BEGIN TEXT SHOWN

Thirdly, but not lastly, is Vampire Weekend. I'd label it somewhere between preppy and boho, it's just amazing. Very happy music. The singer's voice is incredible, and his range, IMPRESSIVE, VERY IMPRESSIVE! Have to check out this band. You just can't go wrong with these guys.
 And fourthly, and lastly... (I saved the best for last, y'all) NATALIE PORTMAN'S SHAVED HEAD. Wow. What words to describe the sheer amazingness of this band? How about totally punk? Absolute genius? Or, would "Best Band in the WORLD?!" It still doesn't do it justice. Just listen. And love.

Alright, moving on from the subject of music (it's hard to tear yourself away, I know, but you should be listening to the bands I just gave you as you read this, so it'll get better. And you ARE listening, right??)
I wrote some more poetry. I've been experimenting with the shorter, more strict forms of poetry. And I really like it. It's like you have to fit this entire mural onto a canvas sheet the size of your hand. It's condensed, it hits you harder, it's more rich, vivid. You should try it. Here are some of my creation:

Voice warbles, tips,
Wanders-dips-rasps
But continues because I like it.


It's sad to 
Say 'bye when someone
Quits your life.
Miles only span
'Cross town but feel like the
Berlin Wall


Brown ant sprints-
Terrain miniscule
To me, it's mountains to him.


Thank you, thank you, no, really, you clap too much. Please, it's too much!

Sunday, June 13, 2010

There is Something to Be Said for Unlimited Texting...

  Can I just say that I really like where I am in life? I really do. Sure, there's things I am impatient for, and things that aren't as easy as I wish, and I really wish I had a job... but God is just really working in my life. I can see Him everywhere, and I can't be more grateful to Him for loving me so much that He is active in my life. And whether He is giving or taking away... telling me yes or no, I know that He is creating something beautiful out of my life... that He's in control, that He has the big picture.

END TEXT SHOWN
BEGIN MATERIAL SHOWN

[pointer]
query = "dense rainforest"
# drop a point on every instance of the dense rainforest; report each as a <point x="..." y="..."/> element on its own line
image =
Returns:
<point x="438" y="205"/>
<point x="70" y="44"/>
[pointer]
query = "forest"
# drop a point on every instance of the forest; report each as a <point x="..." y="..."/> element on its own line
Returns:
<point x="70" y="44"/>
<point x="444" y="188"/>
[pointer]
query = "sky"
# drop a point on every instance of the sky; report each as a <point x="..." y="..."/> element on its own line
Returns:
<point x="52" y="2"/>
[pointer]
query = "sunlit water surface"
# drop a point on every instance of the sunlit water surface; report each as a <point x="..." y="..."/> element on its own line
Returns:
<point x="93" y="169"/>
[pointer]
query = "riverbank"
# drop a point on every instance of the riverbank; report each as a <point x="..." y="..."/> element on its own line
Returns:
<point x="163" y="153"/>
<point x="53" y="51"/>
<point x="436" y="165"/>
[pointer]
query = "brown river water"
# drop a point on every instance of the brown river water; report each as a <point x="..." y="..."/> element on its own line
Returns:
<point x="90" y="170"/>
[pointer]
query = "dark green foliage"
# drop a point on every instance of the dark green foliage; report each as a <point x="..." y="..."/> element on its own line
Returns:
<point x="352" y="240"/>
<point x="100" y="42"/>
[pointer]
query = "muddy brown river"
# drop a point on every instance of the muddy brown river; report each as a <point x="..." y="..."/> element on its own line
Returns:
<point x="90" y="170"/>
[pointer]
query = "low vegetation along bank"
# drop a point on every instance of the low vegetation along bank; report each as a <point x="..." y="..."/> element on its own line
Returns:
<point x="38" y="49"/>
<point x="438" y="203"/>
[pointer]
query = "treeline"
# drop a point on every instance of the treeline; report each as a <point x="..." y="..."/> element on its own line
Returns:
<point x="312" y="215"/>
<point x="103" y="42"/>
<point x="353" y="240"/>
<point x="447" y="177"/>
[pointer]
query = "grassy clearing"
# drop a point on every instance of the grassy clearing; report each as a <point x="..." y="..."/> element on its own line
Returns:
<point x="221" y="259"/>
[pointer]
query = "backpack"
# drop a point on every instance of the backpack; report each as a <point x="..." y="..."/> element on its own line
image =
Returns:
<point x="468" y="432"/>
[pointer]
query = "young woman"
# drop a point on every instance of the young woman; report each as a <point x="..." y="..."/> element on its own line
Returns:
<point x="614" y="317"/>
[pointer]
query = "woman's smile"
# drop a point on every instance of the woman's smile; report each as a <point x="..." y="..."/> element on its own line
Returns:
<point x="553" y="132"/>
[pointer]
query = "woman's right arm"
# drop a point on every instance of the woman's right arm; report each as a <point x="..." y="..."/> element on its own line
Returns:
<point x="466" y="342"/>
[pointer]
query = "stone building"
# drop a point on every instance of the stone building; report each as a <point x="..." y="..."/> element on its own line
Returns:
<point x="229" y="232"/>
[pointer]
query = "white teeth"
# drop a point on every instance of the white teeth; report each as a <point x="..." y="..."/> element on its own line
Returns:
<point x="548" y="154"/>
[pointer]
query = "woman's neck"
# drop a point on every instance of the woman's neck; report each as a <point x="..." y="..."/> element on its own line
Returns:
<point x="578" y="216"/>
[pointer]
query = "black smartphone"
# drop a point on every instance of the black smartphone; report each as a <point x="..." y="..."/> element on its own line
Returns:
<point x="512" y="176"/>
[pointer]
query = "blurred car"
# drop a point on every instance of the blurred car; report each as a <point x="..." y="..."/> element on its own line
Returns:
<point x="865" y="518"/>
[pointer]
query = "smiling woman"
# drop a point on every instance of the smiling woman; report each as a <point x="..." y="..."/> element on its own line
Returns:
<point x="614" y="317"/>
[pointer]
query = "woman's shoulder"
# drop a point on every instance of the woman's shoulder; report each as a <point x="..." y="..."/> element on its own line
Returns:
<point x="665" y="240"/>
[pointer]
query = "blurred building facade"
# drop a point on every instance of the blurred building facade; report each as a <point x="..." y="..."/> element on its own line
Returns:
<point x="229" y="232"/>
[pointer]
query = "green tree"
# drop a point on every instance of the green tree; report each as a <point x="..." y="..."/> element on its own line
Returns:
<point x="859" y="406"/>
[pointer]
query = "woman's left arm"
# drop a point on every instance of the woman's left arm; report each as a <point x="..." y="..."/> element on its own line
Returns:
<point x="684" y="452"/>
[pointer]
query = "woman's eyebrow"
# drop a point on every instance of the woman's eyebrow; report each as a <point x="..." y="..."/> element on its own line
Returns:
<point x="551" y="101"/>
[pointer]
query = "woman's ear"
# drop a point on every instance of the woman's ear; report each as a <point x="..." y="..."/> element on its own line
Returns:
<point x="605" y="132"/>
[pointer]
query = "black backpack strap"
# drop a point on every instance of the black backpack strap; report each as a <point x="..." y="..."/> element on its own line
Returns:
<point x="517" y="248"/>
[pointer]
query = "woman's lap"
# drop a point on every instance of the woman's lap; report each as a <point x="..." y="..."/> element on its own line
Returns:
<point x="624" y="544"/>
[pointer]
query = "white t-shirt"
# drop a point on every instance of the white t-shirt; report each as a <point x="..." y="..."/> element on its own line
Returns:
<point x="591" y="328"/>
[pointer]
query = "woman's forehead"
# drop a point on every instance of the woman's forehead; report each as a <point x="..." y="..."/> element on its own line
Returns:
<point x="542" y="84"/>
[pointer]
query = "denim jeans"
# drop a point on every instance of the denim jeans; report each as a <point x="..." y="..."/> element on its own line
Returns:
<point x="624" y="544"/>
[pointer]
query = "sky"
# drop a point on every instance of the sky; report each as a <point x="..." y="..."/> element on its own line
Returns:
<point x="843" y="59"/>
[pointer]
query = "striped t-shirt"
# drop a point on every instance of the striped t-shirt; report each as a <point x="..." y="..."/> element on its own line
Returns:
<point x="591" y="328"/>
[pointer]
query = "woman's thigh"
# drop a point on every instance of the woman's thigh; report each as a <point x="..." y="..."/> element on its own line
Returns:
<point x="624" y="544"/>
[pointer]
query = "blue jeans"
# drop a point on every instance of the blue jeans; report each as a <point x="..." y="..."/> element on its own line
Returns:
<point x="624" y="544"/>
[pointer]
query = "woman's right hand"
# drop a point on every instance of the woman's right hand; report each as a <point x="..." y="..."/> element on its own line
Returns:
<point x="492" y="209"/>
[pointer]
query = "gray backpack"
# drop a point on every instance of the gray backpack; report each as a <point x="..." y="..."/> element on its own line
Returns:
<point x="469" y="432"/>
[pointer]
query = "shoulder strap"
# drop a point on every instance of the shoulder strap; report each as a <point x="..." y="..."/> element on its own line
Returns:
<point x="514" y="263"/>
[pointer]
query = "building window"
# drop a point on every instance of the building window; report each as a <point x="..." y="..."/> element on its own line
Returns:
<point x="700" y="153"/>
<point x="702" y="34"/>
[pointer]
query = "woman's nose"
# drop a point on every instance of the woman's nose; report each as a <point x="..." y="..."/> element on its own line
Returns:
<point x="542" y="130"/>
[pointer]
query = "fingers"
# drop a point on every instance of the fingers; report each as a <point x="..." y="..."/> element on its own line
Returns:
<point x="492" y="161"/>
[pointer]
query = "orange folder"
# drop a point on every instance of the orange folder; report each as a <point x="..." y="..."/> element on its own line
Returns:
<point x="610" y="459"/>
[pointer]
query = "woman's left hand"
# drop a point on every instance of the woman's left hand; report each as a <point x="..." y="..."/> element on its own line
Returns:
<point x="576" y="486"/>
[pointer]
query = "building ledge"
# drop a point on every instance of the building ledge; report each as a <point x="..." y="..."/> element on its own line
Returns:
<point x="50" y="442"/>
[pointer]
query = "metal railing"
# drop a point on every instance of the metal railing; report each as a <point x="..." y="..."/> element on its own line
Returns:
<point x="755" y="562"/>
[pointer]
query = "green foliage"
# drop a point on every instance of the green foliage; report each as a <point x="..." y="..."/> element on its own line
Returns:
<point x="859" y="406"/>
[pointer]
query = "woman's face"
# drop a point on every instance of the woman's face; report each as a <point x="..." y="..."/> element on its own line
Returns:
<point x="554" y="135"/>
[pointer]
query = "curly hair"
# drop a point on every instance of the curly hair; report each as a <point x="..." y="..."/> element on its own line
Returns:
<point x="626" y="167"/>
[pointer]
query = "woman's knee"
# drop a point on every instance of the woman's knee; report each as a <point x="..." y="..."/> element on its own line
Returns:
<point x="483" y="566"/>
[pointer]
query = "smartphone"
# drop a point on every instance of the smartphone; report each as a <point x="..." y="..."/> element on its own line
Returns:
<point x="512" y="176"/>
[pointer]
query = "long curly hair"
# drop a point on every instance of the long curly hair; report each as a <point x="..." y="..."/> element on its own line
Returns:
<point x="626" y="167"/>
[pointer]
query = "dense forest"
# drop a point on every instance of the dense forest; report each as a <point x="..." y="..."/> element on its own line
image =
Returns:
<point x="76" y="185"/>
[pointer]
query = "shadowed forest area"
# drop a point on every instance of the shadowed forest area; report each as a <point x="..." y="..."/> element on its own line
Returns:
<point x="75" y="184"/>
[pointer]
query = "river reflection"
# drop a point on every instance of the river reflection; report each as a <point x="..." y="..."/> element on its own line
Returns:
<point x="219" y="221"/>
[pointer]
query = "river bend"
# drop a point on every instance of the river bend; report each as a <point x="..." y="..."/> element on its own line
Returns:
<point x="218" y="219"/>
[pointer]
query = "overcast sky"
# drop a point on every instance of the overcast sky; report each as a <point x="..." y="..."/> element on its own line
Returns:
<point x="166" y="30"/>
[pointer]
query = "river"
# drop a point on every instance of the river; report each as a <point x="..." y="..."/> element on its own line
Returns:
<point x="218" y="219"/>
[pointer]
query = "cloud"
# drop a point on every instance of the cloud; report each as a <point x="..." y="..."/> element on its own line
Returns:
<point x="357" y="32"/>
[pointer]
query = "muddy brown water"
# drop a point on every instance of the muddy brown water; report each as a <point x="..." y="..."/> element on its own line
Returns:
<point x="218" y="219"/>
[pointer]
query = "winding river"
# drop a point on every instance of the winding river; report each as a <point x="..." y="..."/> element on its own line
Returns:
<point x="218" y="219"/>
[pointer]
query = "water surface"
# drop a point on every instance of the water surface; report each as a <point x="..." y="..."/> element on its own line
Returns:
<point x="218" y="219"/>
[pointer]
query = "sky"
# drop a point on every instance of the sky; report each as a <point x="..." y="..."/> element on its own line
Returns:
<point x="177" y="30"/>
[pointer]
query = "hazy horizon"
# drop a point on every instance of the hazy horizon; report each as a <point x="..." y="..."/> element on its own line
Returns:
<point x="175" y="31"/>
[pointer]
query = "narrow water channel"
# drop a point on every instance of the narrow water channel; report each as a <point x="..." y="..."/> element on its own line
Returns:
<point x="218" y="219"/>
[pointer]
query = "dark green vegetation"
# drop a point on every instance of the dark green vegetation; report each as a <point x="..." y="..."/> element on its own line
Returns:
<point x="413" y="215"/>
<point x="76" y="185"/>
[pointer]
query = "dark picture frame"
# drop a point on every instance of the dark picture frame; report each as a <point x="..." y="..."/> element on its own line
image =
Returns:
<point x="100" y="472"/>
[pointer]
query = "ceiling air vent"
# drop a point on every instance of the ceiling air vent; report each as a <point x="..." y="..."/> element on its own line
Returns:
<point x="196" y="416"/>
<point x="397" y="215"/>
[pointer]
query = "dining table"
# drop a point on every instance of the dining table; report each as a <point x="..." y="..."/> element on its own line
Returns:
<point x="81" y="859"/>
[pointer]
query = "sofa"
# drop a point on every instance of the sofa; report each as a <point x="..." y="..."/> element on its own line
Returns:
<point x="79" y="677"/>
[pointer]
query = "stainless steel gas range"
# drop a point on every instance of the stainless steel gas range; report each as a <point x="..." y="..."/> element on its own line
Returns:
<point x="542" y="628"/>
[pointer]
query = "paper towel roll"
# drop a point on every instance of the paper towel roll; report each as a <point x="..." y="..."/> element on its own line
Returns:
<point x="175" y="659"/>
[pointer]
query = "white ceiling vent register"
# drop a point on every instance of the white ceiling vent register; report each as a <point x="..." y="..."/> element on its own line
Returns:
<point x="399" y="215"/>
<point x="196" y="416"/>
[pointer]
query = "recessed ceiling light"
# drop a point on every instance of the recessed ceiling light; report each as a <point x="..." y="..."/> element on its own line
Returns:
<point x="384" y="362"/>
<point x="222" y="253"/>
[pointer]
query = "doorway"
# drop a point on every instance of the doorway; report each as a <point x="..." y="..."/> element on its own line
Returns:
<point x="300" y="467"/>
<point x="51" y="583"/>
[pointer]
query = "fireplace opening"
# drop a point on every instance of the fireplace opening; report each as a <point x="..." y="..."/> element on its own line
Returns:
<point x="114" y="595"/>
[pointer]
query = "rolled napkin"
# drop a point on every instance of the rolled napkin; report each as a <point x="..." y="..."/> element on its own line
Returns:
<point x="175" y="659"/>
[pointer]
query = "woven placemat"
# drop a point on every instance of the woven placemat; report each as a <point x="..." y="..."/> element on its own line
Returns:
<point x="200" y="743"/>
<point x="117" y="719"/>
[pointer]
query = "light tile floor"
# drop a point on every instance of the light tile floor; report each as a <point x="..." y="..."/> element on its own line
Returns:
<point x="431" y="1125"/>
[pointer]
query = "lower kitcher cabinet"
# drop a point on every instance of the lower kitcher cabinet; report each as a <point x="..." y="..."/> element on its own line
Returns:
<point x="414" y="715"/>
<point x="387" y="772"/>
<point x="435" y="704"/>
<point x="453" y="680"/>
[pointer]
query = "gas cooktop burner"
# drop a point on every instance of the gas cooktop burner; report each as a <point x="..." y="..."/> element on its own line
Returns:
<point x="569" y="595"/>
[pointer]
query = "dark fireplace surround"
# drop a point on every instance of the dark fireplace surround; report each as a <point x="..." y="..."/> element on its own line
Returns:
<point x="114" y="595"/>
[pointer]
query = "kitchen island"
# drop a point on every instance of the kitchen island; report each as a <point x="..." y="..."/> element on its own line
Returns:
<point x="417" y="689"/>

END MATERIAL SHOWN

→ REQUIRED TASKS
a) Answer these questions using the blog text:
(i) Which band does the writer say was saved for last?
(ii) What kind of poetry has the writer been experimenting with?
(iii) What date appears above the heading "There is Something to Be Said for Unlimited Texting..."?
b) Repeat the blog text word for word from "Thank you, thank" to "for Unlimited Texting...".

→ PROBLEM SOLUTIONS
a)
(i) Natalie Portman's Shaved Head
(ii) The shorter, more strict forms of poetry
(iii) Sunday, June 13, 2010

b)
Thank you, thank you, no, really, you clap too much. Please, it's too much!

Sunday, June 13, 2010

There is Something to Be Said for Unlimited Texting...